- _What is required_:
Could every line of the data be printed exactly as it reads?

- _Provided records_:
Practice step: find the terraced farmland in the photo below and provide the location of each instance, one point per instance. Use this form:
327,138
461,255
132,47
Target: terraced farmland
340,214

- _Answer below_:
Practice step: find the terraced farmland in the photo below and provide the location of each instance, one point per instance. Use this form:
327,138
461,255
132,47
Target: terraced farmland
340,214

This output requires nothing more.